*Exercise text:*
┌──

Comparative Medicine Biomedicum (KM-B)

Comparative Medicine Biomedicum will be Comparative Medicine’s largest facility and dedicated to research on small rodents. The opening of KM-B is scheduled for March 2018.

KM-B has 7 wings and 6 special units, is directly through indoor walk-ways connected to both Biomedicum and Comparative Medicine's Annex (KM-A). 

In total, KM-B holds more than 100 laboratories and 27 000 MCE slots. It has 6 C-barriers, one E-barrier (for terminal experiments only) and 3 BSL-2 units. Inside the E-barrier is also a smaller unit for aquatic species, operated by the Zebrafish core facility.

The special units are one smaller irradiation source (inside a C-barrier) and one area prepared for a not yet decided radiation source, accessible also from outside the barriers.  

There is also an area prepared for advanced imaging with pneumatic dispatch to a cyclotron at the hospital, an isotope decay housing unit for small rodents and laboratory space for up to four instruments including a high-tesla MRI.

On the top-floor there is a suite of climate units (+4, +18-24, +30C) with complementary lab space and 3 BSL-3 units that can be rearranged into two units. One is dedicated for research with infectious microorganisms, one for DNA transfer with replication-defective viruses and one unit dedicated to transplantation of human biomaterials to animals.

KM-B will open for test of functions in December 2017.



KM-B has reached late construction phase with intense interior assembly work of heavy equipment such as elevators, cage washing systems and autoclaves. A substantial proportion of surfaces, ceilings and media installations in laboratories and holding rooms have been completed.

A building inspection program has been activated to ensure highest quality and functionality. 

The allocation of research groups into animal rooms and laboratories is, apart from a few exceptions, complete. There are ongoing stakeholder discussions regarding requests and demands. All timelines are according to plan.

└──

*Excerpts from a dataset:*
┌──

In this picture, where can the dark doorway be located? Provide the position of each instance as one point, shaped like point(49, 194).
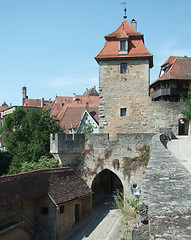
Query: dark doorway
point(77, 213)
point(106, 183)
point(183, 126)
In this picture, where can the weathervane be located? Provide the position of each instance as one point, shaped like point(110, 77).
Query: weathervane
point(125, 10)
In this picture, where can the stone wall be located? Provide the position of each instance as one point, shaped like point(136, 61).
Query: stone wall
point(166, 197)
point(100, 153)
point(130, 91)
point(124, 90)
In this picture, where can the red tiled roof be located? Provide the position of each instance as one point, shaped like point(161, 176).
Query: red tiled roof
point(35, 103)
point(91, 92)
point(179, 69)
point(2, 108)
point(136, 46)
point(69, 110)
point(62, 184)
point(126, 27)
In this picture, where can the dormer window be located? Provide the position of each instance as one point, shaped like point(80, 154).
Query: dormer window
point(123, 47)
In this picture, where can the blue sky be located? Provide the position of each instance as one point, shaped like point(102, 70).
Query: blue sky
point(49, 45)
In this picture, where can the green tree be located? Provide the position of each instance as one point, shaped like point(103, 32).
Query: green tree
point(43, 162)
point(5, 160)
point(28, 136)
point(187, 110)
point(87, 128)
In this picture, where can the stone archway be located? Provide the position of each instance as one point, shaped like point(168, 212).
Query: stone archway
point(183, 126)
point(106, 183)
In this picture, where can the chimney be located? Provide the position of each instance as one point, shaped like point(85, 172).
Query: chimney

└──

*Exercise instructions:*
Copy out the text on the Comparative Medicine Biomedicum facility again, everything from "There is also" down to "a high-tesla MRI.".

*Answer section:*
There is also an area prepared for advanced imaging with pneumatic dispatch to a cyclotron at the hospital, an isotope decay housing unit for small rodents and laboratory space for up to four instruments including a high-tesla MRI.